Egypt’s External Debt Drops to $164.7 Billion in 4Q 2022/23, Reports CBE

The Central Bank of Egypt (CBE) has released its monthly report, revealing a $634 million reduction in Egypt’s external debt during the fourth quarter (4Q) of the fiscal year 2022/23, bringing the total to $164.7 billion as of June 2023, compared to $165.361 billion in the third quarter (3Q) of 2023.

The report details that the external debt increased by $9 billion over the fiscal year 2022/23, reflecting a growth rate of 5.8% compared to the previous year (2021/22). This increase was attributed to increased net borrowing from loans and facilities, amounting to approximately $8.9 billion, and the strengthening of most borrowed currencies against the US dollar, totaling about $147.9 billion.

The CBE has noted that the ratio of the external debt balance to GDP stood at approximately 40.3% in June 2023, indicating compliance with international standards’ safe limits.

→ Your goal:
Update the Egypt external debt report from "Egypt’s External Debt Drops" through "about $147.9 billion.", writing "quarterly report" in place of "monthly report".

→ Data under study:
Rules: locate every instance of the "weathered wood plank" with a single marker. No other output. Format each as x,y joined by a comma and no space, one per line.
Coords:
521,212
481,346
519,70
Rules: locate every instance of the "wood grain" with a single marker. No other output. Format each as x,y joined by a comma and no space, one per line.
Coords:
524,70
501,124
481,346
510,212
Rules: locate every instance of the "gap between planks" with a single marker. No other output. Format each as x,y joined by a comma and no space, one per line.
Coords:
--
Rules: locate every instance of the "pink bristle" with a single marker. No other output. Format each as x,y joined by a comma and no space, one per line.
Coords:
---
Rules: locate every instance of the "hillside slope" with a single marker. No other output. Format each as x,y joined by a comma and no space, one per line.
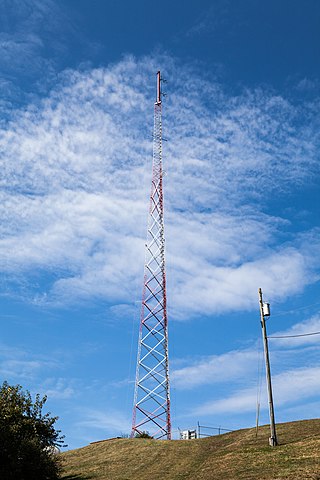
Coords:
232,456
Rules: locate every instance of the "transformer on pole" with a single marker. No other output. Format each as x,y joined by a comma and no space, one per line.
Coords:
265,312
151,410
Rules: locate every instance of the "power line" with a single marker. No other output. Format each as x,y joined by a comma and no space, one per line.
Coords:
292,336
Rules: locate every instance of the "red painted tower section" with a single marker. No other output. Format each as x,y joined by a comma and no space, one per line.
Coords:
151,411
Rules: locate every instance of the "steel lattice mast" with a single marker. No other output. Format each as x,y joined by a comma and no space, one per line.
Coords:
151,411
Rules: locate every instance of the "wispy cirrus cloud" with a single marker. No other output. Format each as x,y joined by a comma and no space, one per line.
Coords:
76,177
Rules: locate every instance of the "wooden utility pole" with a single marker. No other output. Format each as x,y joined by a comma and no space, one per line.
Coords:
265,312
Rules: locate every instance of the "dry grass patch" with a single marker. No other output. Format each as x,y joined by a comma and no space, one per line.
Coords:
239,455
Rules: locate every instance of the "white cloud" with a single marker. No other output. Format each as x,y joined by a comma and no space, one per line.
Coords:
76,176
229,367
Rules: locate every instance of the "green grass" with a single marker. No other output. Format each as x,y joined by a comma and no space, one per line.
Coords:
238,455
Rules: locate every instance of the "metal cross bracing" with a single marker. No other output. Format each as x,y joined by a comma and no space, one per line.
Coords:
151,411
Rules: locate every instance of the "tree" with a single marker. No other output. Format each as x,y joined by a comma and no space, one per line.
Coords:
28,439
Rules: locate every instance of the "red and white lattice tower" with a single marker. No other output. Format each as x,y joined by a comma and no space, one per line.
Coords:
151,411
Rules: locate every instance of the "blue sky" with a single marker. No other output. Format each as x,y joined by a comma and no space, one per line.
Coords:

→ Solution for this task:
Egypt’s External Debt Drops to $164.7 Billion in 4Q 2022/23, Reports CBE

The Central Bank of Egypt (CBE) has released its quarterly report, revealing a $634 million reduction in Egypt’s external debt during the fourth quarter (4Q) of the fiscal year 2022/23, bringing the total to $164.7 billion as of June 2023, compared to $165.361 billion in the third quarter (3Q) of 2023.

The report details that the external debt increased by $9 billion over the fiscal year 2022/23, reflecting a growth rate of 5.8% compared to the previous year (2021/22). This increase was attributed to increased net borrowing from loans and facilities, amounting to approximately $8.9 billion, and the strengthening of most borrowed currencies against the US dollar, totaling about $147.9 billion.